Content starts

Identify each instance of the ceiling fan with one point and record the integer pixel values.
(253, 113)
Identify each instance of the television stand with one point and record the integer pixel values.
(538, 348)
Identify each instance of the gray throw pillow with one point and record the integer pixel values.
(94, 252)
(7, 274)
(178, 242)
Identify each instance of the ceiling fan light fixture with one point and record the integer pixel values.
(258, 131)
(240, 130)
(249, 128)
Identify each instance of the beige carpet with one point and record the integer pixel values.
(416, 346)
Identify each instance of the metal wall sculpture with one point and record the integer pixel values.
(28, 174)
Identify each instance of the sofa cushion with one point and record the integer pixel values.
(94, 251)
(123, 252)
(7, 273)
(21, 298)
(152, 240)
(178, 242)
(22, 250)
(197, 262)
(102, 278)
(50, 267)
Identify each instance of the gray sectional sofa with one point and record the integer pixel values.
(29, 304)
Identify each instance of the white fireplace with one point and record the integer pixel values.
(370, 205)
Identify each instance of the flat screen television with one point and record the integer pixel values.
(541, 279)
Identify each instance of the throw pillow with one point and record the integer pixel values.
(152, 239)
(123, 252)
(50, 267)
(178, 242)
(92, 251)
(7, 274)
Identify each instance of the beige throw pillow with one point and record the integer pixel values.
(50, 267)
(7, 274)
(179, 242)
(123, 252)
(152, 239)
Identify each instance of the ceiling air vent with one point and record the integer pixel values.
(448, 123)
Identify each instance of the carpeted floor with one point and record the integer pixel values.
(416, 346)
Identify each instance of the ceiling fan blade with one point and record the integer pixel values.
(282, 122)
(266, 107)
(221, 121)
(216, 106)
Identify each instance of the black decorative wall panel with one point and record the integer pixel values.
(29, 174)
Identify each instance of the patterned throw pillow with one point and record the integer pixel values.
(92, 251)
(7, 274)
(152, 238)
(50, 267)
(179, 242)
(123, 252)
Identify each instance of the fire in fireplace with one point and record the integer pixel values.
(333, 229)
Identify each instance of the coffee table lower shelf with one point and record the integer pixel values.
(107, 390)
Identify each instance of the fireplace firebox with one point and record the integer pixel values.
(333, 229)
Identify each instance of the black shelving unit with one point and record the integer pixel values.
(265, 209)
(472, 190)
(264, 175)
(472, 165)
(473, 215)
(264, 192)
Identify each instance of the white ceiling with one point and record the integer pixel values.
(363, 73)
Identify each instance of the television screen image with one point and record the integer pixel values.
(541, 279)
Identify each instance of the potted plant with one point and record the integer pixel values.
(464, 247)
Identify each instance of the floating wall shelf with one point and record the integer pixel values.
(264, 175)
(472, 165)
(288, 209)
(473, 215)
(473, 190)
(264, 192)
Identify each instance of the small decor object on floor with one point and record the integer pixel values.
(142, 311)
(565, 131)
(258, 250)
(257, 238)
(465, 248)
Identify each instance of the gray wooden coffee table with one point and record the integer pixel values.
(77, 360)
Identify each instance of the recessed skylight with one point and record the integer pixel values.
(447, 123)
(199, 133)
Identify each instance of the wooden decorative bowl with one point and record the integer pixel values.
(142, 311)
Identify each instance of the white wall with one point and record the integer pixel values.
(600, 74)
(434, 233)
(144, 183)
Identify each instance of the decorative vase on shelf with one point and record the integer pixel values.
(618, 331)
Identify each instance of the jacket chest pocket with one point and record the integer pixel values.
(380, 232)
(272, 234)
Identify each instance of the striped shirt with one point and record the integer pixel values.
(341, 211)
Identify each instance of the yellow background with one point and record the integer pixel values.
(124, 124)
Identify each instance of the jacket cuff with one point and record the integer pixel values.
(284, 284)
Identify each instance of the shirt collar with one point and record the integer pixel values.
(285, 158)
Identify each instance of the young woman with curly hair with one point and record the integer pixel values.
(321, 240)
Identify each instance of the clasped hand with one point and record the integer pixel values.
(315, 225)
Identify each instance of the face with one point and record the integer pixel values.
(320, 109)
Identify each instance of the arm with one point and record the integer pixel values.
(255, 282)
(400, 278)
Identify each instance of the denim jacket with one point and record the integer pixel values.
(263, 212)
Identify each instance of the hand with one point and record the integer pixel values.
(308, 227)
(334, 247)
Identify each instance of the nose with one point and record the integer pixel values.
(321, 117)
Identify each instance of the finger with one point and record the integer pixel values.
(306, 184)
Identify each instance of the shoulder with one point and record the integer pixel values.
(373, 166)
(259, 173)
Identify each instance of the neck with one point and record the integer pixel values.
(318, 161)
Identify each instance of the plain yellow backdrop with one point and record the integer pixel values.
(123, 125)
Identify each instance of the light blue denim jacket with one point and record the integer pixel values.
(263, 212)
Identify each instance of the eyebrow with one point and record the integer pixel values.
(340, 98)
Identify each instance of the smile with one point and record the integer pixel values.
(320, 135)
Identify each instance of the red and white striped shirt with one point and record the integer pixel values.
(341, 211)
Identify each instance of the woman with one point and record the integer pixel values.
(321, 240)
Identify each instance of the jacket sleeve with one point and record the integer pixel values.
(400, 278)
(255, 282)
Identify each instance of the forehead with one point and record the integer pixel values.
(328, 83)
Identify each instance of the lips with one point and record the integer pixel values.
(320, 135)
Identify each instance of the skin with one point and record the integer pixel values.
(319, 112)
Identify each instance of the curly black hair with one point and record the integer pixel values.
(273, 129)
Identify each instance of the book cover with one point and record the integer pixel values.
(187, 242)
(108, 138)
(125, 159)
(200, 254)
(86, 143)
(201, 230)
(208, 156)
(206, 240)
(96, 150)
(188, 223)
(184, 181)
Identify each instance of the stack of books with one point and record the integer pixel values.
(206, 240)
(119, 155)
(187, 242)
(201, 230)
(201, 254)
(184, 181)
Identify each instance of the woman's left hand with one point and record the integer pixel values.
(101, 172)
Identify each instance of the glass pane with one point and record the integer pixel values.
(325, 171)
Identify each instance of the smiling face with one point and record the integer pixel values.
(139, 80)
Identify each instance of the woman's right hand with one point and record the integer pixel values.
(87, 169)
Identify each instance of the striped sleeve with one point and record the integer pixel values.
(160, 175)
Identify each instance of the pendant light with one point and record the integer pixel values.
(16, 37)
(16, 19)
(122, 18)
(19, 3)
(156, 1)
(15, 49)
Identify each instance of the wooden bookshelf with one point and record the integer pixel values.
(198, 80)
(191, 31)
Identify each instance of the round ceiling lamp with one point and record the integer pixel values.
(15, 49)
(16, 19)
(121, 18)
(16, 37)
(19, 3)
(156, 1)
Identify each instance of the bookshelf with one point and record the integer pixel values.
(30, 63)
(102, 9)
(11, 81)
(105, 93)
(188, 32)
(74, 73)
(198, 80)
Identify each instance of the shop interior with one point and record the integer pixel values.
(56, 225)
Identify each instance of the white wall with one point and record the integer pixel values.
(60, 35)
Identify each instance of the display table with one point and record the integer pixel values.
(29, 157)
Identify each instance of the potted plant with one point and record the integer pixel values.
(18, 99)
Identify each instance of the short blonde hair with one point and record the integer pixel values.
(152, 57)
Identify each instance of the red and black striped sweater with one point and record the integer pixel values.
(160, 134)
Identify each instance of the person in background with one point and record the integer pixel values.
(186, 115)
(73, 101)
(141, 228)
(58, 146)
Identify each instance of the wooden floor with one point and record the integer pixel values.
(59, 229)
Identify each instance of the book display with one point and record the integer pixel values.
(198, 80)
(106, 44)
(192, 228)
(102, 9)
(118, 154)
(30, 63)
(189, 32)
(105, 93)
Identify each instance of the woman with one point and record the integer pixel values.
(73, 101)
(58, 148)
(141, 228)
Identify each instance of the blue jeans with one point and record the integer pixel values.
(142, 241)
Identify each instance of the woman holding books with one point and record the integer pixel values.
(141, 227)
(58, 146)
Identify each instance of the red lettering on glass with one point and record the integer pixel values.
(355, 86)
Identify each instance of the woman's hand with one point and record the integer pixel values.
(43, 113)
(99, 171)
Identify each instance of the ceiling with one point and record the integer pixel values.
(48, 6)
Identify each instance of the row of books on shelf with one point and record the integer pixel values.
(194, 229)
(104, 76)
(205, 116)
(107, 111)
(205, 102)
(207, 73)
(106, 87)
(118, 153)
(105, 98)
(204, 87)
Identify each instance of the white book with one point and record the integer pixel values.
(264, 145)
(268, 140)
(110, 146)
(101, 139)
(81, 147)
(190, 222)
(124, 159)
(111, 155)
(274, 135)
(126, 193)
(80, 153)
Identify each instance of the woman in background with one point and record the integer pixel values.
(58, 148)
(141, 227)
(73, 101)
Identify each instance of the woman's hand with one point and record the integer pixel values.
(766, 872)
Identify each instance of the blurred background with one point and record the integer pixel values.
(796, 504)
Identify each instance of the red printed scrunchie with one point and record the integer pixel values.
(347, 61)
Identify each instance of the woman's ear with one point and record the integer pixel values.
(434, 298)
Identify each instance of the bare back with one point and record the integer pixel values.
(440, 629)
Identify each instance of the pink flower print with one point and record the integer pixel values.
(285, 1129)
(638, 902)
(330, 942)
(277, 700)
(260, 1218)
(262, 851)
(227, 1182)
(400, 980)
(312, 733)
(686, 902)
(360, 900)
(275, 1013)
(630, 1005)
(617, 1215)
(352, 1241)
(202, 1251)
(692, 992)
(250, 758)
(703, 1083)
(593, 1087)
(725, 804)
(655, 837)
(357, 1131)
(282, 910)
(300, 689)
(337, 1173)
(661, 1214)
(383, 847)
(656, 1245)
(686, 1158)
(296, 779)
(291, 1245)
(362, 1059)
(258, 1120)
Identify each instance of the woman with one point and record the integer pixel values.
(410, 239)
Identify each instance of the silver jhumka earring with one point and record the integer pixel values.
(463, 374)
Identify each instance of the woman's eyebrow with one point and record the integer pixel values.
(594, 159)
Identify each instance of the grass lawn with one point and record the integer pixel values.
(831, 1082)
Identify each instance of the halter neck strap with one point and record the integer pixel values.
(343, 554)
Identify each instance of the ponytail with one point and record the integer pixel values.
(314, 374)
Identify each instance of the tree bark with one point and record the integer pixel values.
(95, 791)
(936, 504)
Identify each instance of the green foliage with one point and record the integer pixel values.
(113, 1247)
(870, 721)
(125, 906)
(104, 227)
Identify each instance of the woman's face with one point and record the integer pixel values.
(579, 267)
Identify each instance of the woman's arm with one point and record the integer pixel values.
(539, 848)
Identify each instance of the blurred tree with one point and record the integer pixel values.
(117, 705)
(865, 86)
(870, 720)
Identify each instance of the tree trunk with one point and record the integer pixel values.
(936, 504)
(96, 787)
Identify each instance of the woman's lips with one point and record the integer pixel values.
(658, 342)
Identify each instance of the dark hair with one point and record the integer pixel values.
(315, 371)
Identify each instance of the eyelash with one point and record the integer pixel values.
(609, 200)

Content ends

## TASK REQUIREMENTS
Starting from the line holding "Identify each instance of the ponytail", restate the remaining lines of the data word for word, including the last.

## YOUR RESPONSE
Identify each instance of the ponytail with one point and record the integer pixel values.
(314, 374)
Identify each instance of the tree bark with one point and record the integer pixel values.
(95, 791)
(936, 504)
Identify each instance of the green foliage with one point and record the integer pixel values.
(113, 1247)
(870, 721)
(125, 906)
(104, 227)
Identify each instance of the woman's face with one point and record the integer pixel values.
(579, 267)
Identify each instance of the woman's arm with one point and record the integer pixel values.
(539, 848)
Identify each instance of the blurred tree with one point and record the integer pixel values.
(117, 705)
(865, 86)
(870, 720)
Identify each instance of the tree trunk with one point and record the integer pixel values.
(936, 504)
(96, 787)
Identify each instance of the woman's lips with one point and record the integer pixel values.
(658, 342)
Identify each instance of the dark hair with one point and record the integer pixel values.
(315, 371)
Identify each instance of the eyelash with one point and record the integer pixel values.
(609, 200)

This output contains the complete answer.